» **Textauszug**
........

End of Fish Day: Lachs-Ersatz

Fisch aus dem Meer? Ökologisch oft heikel. Slow-Food-Koch Christoph Hauser hätte da ein paar überraschende Alternativ-Rezepte.

Missverständnisse will Christoph Hauser gar nicht erst aufkommen lassen, beim End of Fish-Day am Freitag in der „Markthalle Neun” in Kreuzberg. Als ersten von vier Mini-Gängen serviert der Koch den etwa 30 Gästen, die sich an Tischen vor einem Podium versammelt haben, ein so umwelt- und klimafreundliches Gericht, wie man es selbst hier, im selbsterklärten Berliner Zentrum der regionalen und nachhaltigen Ernährung, selten vorgesetzt bekommt: ein Karpfen-Ceviche.

Karpfen und dann noch roh – da dürfte die eine oder der andere zusammenzucken. Zwar ist Karpfen der nachhaltigste Zuchtfisch, den man in Deutschland essen kann, er leidet aber auch unter einem miesen Image. Zu Unrecht, wie Christoph Hauser beweist.

Das Fleisch hat er in kleine Stücke geschnitten und für ein für ein paar Minuten in einer Marinade aus Zitronensaft, Gemüse und Gewürzen eingelegt. Auf dem Teller stellt er ihm die volle Wucht von Sellerie-Penetranz, Chili-Schärfe, Zitrussäure und ganzen, gerösteten Kürbiskernen zur Seite. Das ist im Ergebnis erfrischend und kantig, von muffigen oder schlammigen Noten, die man Karpfen ja noch immer nachsagt, keine Spur.

........

» **Kurze Übung 1**
Zähle die Zeilen der Datensätze, in denen das Wort „water“ vorkommt, und nenne nur die Zahl. Groß- und Kleinschreibung zählt.

........

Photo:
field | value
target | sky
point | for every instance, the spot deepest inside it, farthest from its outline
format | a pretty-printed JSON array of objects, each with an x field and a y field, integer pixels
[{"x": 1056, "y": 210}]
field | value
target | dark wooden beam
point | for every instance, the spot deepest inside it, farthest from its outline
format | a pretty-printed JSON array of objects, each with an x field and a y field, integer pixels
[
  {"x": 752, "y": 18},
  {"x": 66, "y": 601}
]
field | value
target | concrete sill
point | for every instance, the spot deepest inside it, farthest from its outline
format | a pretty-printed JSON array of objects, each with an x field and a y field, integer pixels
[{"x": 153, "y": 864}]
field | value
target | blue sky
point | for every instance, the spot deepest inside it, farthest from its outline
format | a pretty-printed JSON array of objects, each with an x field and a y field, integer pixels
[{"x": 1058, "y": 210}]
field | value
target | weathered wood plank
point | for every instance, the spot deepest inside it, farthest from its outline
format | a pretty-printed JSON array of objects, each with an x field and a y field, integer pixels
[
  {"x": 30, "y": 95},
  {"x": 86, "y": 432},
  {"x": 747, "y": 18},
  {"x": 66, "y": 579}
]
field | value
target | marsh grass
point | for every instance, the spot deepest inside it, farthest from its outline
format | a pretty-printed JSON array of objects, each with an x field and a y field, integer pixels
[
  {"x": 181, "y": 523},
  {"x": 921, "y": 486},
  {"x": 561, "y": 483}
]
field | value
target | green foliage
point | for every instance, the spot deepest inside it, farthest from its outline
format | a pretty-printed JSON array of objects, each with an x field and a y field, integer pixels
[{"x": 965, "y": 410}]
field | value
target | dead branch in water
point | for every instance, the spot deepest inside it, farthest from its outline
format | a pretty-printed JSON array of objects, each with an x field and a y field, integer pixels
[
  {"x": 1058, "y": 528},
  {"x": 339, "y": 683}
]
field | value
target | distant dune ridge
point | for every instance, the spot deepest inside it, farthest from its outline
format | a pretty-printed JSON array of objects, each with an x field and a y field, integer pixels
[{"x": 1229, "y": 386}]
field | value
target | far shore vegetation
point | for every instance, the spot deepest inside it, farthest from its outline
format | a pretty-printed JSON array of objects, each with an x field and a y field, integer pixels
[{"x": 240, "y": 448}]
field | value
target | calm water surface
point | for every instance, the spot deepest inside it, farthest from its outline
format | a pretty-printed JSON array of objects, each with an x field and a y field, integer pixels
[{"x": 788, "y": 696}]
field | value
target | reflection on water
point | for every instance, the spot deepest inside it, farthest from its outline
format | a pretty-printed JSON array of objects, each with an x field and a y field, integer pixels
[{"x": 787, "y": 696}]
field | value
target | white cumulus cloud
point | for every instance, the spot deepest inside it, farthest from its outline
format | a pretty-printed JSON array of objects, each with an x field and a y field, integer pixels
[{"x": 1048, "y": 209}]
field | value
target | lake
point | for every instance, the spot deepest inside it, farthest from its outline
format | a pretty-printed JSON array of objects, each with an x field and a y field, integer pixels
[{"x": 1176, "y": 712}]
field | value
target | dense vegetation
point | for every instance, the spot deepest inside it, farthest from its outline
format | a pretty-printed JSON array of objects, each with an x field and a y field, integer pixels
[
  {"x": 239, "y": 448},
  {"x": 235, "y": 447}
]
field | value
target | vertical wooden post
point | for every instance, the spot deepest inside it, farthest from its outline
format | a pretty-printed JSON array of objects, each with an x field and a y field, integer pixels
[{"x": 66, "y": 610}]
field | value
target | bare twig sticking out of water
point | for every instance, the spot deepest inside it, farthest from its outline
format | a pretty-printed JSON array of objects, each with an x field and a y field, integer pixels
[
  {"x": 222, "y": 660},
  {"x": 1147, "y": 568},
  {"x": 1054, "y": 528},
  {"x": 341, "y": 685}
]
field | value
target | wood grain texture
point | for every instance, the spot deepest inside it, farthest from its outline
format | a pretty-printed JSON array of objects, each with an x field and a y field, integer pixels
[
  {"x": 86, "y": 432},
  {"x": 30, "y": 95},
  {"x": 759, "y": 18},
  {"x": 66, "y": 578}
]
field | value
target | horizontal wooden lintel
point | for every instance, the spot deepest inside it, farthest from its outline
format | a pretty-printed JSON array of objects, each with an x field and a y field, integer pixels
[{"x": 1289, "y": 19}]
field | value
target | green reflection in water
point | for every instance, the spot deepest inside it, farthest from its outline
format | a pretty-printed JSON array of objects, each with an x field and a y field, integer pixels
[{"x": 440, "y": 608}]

........

» **Kurze Übung 2**
Schreib den Abschnitt aus dem Artikel über Fisch-Alternativen, der mit „End of Fish Day: Lachs-Ersatz“ beginnt und mit „paar überraschende Alternativ-Rezepte.“ endet, noch einmal ab und ändere dabei „Christoph Hauser“ überall in „Hauser“.

» **Ergebnis der Übung 1**
5

» **Ergebnis der Übung 2**
End of Fish Day: Lachs-Ersatz

Fisch aus dem Meer? Ökologisch oft heikel. Slow-Food-Koch Hauser hätte da ein paar überraschende Alternativ-Rezepte.